**Source document:**

[START]

Interest rate caps should be repealed because they curtail economic growth, Investment Management company, Cytonn, has said prior to a meeting by the Monetary Policy Meeting (MPC) by the Central Bank on October 24th.

The company is among the latest stakeholders, including, the International Monetary Fund, Parliament, Kenya Bankers Association (KBA) and Treasury to add their voice to the issue of capping interest rates after President Uhuru Kenyatta last week refused to assent to to the Banking (Amendment) Bill of 2019, with the section under contention being 33b, which seeks to cap lending rates.
The Bill seeks to remove the interest rate cap of four points above the current interest rate of nine percent of the Central Bank Rate (CBR), in a letter to Parliament.

The President explained that assenting to the Bill would hurt the economy.

 

The legislation was repealed last March because the High Court found it to be contrary to the interests of Small and Medium Enterprises (SME’s), known as as it lessened their ability to access credit.

Regulators such as the Central Bank of Kenya have found that lenders who are unregulated have gone contrary to the Banking (Amendment) Act, and instead charge higher interest rates, much to the disadvantage of borrowers, while commercial banks fear lending to them because of the risk of high defaultment.

Parliament has been given a duration of a year to amend the Bill such that it reflects the interest of all stakeholders, after which two thirds of the House members will be able to pass the Bill.

The KBA has also said that if removed, the rate cap law would not have an adverse on borrowers who had taken out loans prior to the change.

But has it always been smooth sailing for interest rates in Kenya? Have there been hitches along the way?

[END]

**Data block:**

[START]

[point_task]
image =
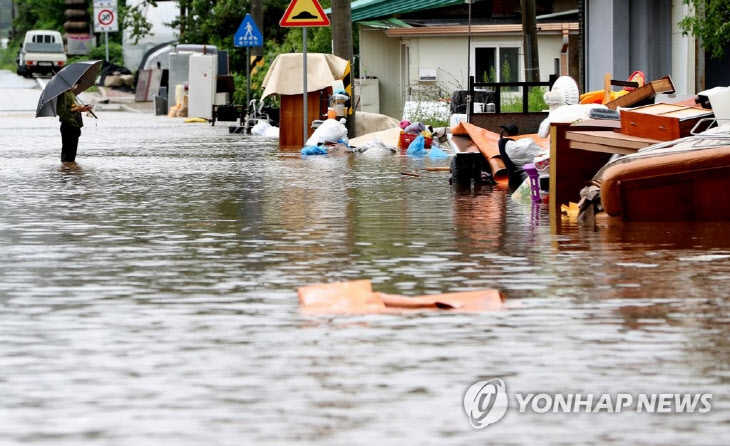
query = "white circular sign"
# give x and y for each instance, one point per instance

[END]

**Problems:**
1. Answer these questions using the article on interest rate caps.
(a) Which investment management company says interest rate caps should be repealed?
(b) On what date is the Central Bank's Monetary Policy Committee meeting?
(c) How long has Parliament been given to amend the Bill?
2. The article on interest rate caps names several stakeholders right after the word "including." List them all.

**Complete answers:**
1.
(a) Cytonn
(b) October 24th
(c) A year

2.
- The International Monetary Fund
- Parliament
- Kenya Bankers Association (KBA)
- Treasury